→ TRECHO
CLOUD (2024): O MARKETPLACE, O RIDÍCULO E O ABSURDO DO CAPITAL DIGITAL
“Esse filme poderia ser a história de qualquer pessoa no Japão atual”, o comentário “zeitgeistico” do diretor Kiyoshi Kurosawa sobre sua própria obra demonstra a expressa factualidade que o realizador quis inserir em “Cloud” (クラウド, Kuraudo).
Representante do Japão na corrida ao Oscar de Melhor Filme Internacional para a premiação de 2025, o longa foi exibido na sessão de abertura do 14º Olhar de Cinema – Festival Internacional de Curitiba, dia 11 de junho de 2025, na Ópera de Arame.
Antes de rodarem “Cloud”, foi passado no telão um vídeo do diretor para o público do evento. Em sua fala, destaca sobretudo a necessidade de pensar os absurdos do mundo atual, e a busca dele por fazer um filme com um nível de realidade na qual a moral é ambígua, e que, ao mesmo tempo, funcionasse como uma produção de entretenimento.
Independente de como Kurosawa compreenda os conceitos de “realismo” ou “entretenimento”, seu resultado final diverte, e consideravelmente. A história de Yoshii, um rapaz pobre que mora em Tóquio com sua esposa (seu maior e único “bem”) e trabalha numa lavanderia industrial, poderia ser comum a revelar o sonho da independência, do desejo de quebrar o ciclo do crescimento corporativo tradicional, porém tal discurso meritocrático é diluído, antes mesmo de conhecermos seus sonhos.
Yoshii é um homem de negócios, e o lema clássico de “não é nada pessoal, são apenas negócios” demonstra a própria contradição do capital de remover a vida produtiva da pessoal, profissional e particular, como esferas separadas da vida. Ele negocia duramente com um senhor pela compra de equipamentos médicos não funcionais a preços irrisórios para revendê-los pelo dobro do preço em sua loja online.
A decisão do protagonista de abrir uma loja com produtos fajutos, falsos, ou simplesmente vendidos como “milagrosos” ou “incríveis” quando não o são, em um marketplace, reflete essa busca por tematizar o “atual” visado pelo diretor. A fala do diretor se linka com sua visão de um nicho crescente no atual momento do capitalismo. Cotidianamente, sou bombardeado por anúncios no Instagram me sugerindo fazer um curso para abrir uma loja em marketplace, entrar no ramo de infoprodutos, ou de dropships, ou consultorias online, ou cursos de como vender cursos, ou criptomoedas, ou apostas esportivas, ou o fundo do poço: casinos online.

→ OBJETIVO DA TAREFA
Reescreva a parte do texto sobre o filme “Cloud” entre "Antes de rodarem" e "conhecermos seus sonhos.", inclusive, trocando "telão" por "painel".

→ DADOS FORNECIDOS
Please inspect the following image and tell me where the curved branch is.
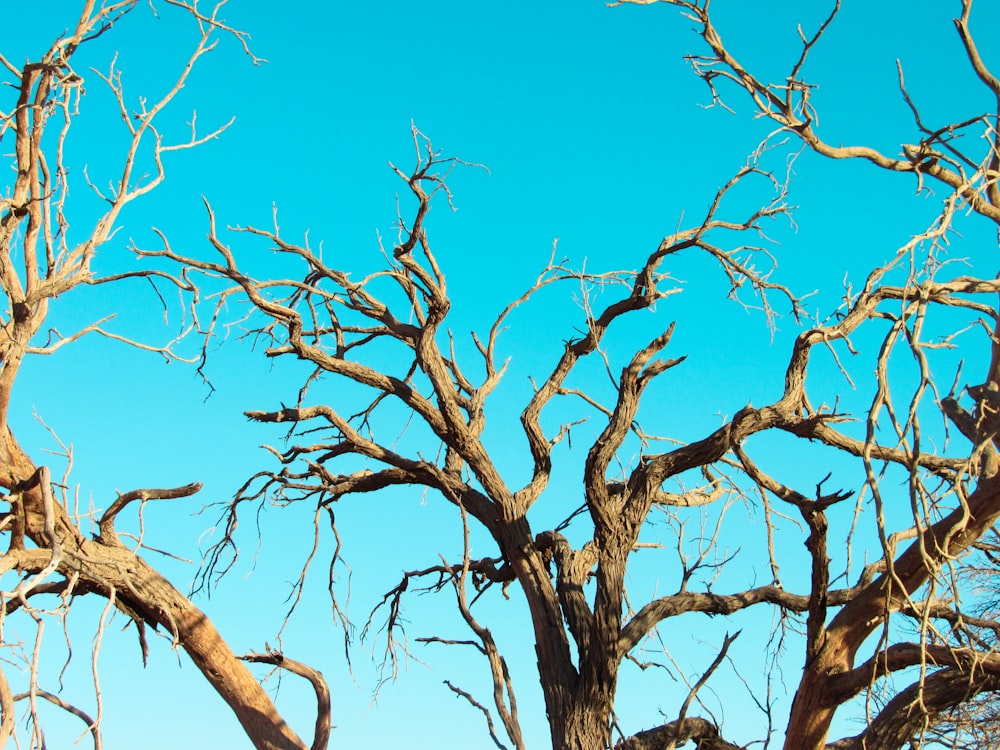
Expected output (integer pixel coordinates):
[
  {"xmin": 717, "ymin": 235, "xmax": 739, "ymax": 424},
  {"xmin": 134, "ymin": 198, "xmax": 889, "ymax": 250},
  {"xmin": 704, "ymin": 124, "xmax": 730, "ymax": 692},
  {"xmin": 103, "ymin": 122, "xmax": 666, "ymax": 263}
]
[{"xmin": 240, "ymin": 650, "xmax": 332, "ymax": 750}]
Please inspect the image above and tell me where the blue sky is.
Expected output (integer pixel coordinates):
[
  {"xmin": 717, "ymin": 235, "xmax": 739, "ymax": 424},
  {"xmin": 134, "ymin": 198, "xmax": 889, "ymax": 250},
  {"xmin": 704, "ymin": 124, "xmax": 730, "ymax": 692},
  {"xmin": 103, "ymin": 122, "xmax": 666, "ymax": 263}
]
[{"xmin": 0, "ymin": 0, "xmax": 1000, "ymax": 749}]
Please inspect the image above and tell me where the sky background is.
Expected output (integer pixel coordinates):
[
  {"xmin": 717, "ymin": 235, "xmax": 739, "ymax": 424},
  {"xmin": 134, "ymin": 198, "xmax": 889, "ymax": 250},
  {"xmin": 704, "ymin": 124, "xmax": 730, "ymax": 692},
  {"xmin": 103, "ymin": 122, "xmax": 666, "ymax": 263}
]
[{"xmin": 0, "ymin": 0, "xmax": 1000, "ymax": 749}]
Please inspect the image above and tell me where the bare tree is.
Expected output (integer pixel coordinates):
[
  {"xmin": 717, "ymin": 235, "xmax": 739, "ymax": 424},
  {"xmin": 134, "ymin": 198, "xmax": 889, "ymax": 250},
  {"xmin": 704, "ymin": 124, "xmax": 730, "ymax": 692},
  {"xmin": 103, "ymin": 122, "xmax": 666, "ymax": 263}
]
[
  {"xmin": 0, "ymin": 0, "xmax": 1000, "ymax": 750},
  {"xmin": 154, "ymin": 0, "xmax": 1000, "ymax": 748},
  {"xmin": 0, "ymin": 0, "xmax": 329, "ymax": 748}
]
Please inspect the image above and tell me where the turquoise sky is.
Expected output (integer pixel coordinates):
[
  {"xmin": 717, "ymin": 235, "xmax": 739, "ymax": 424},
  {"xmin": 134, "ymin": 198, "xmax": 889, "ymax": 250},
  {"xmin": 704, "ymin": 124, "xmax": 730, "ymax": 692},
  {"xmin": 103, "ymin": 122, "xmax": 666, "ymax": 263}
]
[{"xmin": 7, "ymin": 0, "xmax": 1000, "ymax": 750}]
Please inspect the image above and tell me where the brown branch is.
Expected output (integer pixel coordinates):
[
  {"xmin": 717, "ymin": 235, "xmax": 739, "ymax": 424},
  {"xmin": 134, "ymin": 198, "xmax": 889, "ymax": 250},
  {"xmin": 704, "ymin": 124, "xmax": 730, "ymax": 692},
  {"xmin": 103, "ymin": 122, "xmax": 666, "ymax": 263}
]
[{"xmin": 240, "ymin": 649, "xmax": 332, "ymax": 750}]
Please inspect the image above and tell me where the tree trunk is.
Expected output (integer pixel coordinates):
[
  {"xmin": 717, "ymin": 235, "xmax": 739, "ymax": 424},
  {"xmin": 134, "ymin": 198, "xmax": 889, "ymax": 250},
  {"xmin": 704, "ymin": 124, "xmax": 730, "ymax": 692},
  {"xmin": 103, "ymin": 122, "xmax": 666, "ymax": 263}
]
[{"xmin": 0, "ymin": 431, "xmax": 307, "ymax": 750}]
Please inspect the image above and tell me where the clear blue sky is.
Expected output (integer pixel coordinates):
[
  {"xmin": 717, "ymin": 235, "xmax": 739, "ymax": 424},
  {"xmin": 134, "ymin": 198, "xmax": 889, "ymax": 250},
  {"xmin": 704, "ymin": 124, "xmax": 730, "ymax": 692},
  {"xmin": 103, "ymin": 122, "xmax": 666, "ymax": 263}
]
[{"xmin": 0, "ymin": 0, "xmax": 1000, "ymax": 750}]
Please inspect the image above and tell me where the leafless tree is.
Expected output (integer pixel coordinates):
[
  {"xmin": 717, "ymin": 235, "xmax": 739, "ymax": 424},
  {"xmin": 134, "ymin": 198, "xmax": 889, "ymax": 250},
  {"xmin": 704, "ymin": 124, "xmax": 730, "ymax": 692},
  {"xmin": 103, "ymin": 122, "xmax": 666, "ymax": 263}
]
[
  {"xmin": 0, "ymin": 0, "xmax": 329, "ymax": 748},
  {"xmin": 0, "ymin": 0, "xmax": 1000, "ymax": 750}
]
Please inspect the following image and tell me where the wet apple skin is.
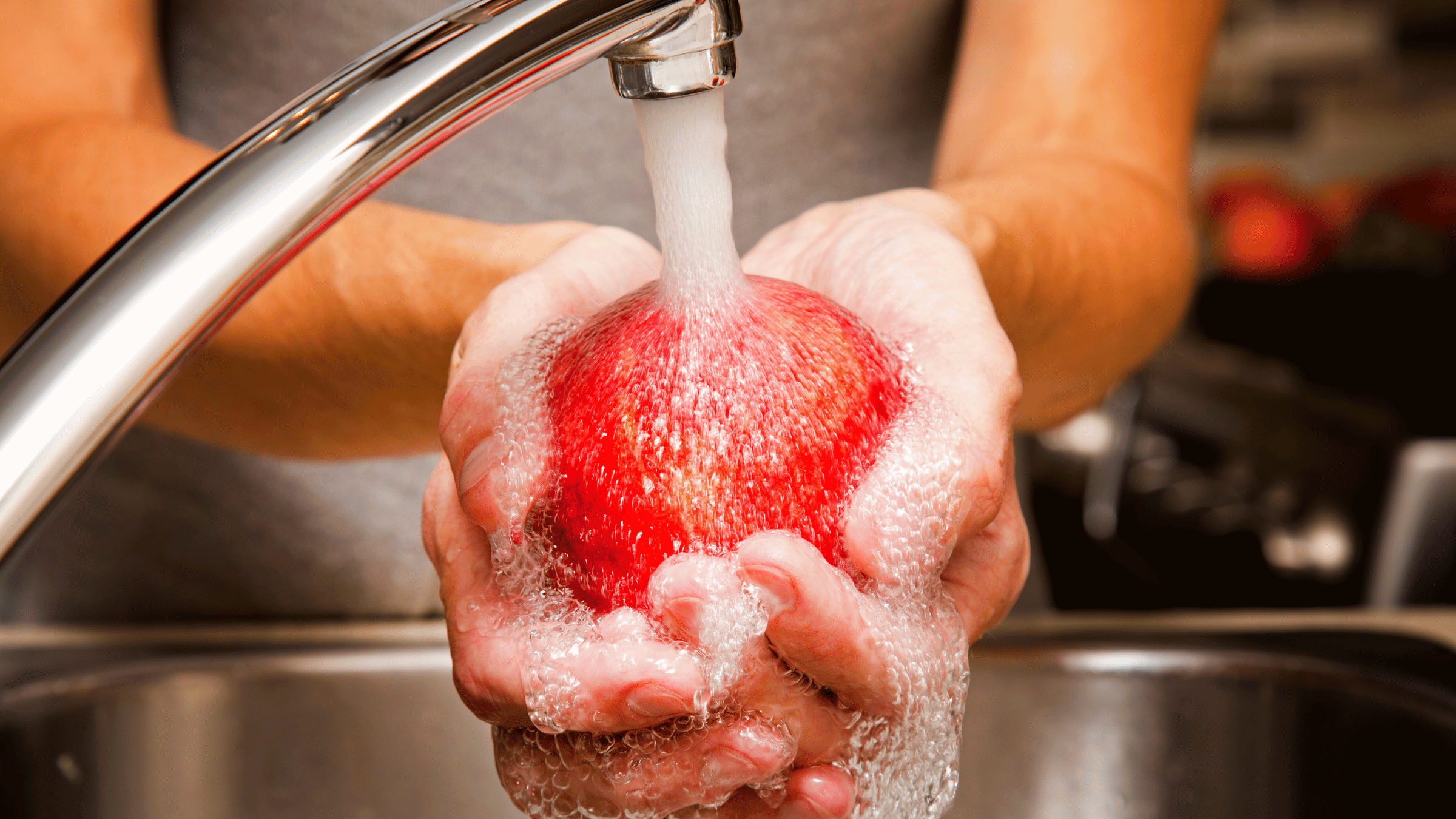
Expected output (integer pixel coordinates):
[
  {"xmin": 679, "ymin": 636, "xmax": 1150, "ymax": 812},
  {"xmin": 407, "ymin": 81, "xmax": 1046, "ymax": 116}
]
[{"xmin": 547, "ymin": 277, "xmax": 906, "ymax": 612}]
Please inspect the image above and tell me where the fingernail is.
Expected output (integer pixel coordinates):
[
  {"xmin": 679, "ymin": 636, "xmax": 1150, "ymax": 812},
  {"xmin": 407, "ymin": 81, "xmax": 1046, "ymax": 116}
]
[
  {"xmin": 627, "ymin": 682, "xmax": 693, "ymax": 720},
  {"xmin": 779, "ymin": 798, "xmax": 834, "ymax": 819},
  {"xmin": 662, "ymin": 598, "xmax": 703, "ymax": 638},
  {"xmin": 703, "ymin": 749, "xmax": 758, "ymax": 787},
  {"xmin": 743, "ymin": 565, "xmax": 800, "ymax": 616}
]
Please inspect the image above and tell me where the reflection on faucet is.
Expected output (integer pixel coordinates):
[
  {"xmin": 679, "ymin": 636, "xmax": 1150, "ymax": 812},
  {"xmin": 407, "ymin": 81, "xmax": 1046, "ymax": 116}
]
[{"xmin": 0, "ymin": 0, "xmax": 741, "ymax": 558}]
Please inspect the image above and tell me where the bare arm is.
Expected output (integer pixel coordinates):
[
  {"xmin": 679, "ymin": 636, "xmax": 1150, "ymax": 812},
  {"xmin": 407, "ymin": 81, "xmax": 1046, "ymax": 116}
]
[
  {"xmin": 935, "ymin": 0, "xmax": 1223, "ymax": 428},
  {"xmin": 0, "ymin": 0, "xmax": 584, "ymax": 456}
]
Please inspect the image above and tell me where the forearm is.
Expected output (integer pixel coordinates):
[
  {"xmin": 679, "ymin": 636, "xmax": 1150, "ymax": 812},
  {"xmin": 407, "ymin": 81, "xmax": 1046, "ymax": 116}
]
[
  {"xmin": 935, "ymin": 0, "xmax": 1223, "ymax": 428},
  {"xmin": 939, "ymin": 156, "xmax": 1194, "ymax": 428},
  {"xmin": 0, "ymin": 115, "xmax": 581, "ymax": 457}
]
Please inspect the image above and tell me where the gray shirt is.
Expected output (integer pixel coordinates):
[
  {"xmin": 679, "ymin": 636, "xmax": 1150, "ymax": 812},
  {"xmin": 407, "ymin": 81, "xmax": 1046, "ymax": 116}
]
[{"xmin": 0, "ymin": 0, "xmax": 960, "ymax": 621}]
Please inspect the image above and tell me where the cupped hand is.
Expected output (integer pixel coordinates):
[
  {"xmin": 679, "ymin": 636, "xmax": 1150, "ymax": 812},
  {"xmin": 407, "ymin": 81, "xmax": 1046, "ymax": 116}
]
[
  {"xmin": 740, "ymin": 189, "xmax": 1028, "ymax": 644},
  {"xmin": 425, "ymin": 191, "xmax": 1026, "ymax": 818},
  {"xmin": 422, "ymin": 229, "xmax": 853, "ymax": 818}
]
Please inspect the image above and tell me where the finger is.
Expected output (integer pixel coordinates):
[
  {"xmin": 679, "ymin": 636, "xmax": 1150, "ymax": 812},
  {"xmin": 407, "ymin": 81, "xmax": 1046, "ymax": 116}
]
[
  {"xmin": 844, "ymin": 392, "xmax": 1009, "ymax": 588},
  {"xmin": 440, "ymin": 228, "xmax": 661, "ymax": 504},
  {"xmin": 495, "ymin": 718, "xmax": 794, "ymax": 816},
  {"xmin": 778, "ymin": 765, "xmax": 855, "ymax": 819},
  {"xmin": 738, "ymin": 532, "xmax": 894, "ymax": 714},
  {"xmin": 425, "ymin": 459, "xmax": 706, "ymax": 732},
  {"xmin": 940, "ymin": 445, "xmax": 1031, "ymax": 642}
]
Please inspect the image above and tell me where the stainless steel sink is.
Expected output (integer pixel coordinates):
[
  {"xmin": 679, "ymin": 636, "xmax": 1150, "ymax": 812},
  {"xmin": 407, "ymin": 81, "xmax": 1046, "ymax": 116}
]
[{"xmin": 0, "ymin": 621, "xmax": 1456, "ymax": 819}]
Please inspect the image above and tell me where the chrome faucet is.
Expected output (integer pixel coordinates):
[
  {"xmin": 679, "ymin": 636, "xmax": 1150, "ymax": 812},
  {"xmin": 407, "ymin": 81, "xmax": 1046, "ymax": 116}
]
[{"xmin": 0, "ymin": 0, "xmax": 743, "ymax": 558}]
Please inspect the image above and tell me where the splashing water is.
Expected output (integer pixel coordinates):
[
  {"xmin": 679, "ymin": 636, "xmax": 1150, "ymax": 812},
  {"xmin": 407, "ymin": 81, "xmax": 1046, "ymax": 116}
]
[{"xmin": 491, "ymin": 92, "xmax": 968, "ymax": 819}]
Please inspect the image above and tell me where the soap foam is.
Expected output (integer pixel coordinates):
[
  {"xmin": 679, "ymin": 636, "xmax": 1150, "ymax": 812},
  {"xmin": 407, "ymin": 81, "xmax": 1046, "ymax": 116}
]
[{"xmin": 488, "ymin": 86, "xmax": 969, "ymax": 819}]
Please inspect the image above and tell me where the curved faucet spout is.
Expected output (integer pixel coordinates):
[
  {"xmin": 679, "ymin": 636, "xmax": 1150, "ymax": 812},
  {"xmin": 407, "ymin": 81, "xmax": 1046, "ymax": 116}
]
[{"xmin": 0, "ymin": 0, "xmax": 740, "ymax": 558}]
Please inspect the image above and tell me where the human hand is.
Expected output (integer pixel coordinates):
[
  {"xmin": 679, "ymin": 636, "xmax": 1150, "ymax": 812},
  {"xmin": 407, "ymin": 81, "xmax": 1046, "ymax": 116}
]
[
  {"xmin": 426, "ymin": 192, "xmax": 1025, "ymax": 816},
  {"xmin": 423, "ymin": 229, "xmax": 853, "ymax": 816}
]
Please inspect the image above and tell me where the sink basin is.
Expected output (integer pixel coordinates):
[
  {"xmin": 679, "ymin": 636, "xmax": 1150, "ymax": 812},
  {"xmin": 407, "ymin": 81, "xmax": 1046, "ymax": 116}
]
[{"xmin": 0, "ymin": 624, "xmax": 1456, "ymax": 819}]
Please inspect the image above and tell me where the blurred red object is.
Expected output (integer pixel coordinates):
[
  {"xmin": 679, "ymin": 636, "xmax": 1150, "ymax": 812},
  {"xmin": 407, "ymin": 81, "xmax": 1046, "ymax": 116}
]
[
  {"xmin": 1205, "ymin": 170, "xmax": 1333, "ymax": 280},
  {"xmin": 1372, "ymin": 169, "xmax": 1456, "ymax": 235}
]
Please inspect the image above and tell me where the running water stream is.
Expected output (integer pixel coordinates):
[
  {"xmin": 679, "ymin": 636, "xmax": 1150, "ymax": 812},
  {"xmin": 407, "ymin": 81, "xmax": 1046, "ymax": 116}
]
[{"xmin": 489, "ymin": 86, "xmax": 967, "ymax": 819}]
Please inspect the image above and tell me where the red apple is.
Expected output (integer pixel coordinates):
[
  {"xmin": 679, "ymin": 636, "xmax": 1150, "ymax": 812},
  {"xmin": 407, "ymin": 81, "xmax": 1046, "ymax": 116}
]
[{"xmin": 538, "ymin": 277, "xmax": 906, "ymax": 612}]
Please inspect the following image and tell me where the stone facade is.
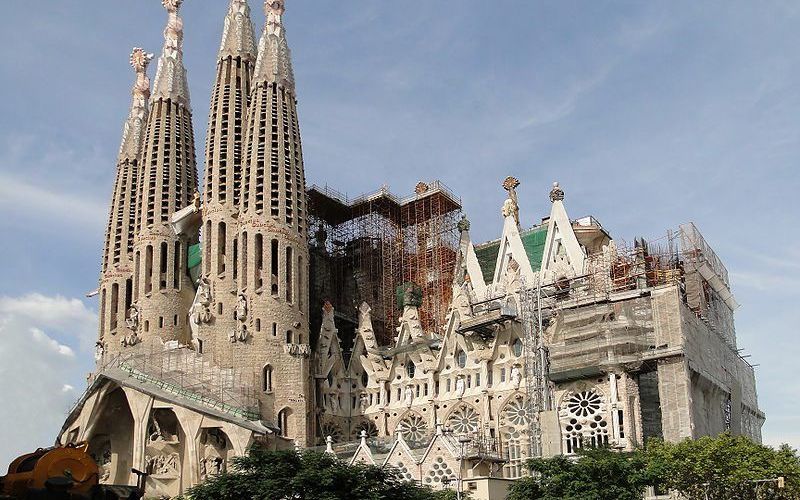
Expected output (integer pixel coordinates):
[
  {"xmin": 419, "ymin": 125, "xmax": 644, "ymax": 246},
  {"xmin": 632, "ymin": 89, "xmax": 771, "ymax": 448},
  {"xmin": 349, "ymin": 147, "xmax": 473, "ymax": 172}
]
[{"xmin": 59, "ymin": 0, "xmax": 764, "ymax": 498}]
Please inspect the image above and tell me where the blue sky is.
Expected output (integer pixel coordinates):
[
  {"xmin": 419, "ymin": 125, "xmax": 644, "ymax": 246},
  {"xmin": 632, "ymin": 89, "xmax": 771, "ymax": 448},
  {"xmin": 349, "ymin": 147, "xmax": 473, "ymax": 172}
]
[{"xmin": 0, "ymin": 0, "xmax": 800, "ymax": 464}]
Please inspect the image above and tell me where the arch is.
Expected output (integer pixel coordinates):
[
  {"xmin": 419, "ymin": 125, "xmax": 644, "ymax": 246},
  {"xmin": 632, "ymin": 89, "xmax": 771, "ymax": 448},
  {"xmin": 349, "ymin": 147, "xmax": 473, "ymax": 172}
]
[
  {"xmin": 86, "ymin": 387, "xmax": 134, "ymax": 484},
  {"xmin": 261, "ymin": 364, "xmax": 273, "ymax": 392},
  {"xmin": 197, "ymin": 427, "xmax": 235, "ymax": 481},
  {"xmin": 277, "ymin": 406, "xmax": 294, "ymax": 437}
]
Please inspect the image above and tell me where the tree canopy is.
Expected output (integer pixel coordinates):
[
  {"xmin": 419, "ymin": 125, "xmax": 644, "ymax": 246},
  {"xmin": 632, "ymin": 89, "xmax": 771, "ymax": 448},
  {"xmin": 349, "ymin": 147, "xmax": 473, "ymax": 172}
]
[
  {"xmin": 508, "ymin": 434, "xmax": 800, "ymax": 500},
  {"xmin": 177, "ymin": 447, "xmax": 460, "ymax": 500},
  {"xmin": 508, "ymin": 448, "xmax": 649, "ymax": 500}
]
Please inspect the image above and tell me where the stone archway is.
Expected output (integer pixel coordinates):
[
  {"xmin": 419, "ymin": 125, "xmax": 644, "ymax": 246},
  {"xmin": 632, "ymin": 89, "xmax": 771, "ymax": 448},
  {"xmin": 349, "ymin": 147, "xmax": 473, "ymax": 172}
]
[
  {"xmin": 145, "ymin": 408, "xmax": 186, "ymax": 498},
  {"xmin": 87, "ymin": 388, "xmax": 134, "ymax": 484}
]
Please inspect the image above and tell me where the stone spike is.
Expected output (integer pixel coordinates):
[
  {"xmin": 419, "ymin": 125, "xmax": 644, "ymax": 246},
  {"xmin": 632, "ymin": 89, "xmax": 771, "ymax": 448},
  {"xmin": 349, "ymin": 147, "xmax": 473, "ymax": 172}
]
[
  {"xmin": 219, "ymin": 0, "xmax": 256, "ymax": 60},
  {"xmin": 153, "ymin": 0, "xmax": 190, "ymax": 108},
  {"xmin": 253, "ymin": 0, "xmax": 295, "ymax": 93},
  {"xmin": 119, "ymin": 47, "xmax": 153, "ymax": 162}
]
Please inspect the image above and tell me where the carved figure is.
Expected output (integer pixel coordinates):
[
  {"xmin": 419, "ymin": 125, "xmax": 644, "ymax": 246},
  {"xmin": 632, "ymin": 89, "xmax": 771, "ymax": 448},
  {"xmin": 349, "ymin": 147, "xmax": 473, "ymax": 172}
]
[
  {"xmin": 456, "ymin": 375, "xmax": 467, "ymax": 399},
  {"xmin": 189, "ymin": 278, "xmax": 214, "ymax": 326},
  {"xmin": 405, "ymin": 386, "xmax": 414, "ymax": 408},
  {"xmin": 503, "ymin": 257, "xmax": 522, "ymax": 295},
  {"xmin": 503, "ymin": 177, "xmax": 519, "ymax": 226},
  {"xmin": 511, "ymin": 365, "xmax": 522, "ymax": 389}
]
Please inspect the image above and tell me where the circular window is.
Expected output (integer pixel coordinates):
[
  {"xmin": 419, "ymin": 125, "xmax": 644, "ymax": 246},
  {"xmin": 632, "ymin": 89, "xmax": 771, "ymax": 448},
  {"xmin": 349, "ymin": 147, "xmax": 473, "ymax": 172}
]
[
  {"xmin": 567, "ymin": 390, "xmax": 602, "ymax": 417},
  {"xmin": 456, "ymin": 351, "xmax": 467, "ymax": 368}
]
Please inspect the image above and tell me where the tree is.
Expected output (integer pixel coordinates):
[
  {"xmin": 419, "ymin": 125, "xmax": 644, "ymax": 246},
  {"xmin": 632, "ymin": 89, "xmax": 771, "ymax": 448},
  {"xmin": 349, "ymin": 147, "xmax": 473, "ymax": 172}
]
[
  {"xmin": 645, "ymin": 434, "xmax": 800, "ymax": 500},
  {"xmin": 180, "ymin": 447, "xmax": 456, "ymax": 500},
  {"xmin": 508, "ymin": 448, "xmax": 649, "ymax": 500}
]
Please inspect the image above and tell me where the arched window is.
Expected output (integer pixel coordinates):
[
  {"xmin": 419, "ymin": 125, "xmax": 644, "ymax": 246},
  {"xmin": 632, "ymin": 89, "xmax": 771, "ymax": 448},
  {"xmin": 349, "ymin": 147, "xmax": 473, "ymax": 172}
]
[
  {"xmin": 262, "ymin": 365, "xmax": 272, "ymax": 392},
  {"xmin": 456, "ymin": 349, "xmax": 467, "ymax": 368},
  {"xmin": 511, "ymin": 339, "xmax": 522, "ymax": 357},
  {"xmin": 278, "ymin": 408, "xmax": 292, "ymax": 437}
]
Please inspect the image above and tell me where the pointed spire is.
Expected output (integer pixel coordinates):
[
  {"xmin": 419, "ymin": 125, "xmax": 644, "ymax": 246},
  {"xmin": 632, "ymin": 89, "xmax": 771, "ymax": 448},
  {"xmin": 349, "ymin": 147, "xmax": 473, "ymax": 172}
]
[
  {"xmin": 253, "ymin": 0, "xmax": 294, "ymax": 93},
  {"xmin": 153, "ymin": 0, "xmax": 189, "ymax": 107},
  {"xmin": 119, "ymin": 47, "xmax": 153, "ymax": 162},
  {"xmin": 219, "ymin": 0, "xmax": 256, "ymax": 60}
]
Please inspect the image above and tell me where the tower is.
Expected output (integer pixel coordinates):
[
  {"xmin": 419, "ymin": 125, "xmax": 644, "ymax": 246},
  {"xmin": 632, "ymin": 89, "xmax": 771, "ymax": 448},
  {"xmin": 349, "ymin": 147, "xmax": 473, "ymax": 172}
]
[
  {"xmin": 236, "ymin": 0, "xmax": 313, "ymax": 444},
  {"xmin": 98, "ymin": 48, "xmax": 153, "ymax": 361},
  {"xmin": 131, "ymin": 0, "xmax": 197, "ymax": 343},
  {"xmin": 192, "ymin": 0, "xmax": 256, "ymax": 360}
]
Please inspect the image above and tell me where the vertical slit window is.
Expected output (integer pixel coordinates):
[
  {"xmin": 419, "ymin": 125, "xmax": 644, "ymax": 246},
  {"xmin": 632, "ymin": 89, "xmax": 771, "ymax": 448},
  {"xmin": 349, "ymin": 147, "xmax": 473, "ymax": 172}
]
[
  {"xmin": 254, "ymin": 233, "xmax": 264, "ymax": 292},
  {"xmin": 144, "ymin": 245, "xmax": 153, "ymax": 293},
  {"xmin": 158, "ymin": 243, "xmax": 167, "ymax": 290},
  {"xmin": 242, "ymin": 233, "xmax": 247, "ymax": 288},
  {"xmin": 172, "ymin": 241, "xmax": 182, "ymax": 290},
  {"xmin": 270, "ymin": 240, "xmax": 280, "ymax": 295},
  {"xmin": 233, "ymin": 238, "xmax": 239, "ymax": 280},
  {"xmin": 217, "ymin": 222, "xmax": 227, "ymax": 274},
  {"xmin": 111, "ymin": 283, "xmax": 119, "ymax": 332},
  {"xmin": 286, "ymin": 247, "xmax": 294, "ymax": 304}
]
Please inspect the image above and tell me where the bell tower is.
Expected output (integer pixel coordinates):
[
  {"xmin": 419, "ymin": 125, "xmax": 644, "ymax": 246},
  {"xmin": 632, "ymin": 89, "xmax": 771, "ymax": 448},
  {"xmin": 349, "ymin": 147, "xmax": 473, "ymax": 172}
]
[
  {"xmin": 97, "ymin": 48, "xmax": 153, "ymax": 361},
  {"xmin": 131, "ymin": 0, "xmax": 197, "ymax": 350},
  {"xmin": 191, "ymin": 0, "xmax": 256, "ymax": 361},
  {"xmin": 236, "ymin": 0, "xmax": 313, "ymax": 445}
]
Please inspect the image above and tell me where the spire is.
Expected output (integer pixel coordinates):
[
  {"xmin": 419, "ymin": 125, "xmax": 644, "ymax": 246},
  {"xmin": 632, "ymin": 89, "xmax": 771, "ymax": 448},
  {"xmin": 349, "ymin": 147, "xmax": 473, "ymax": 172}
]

→ SOLUÇÃO DA TAREFA
Antes de rodarem “Cloud”, foi passado no painel um vídeo do diretor para o público do evento. Em sua fala, destaca sobretudo a necessidade de pensar os absurdos do mundo atual, e a busca dele por fazer um filme com um nível de realidade na qual a moral é ambígua, e que, ao mesmo tempo, funcionasse como uma produção de entretenimento.
Independente de como Kurosawa compreenda os conceitos de “realismo” ou “entretenimento”, seu resultado final diverte, e consideravelmente. A história de Yoshii, um rapaz pobre que mora em Tóquio com sua esposa (seu maior e único “bem”) e trabalha numa lavanderia industrial, poderia ser comum a revelar o sonho da independência, do desejo de quebrar o ciclo do crescimento corporativo tradicional, porém tal discurso meritocrático é diluído, antes mesmo de conhecermos seus sonhos.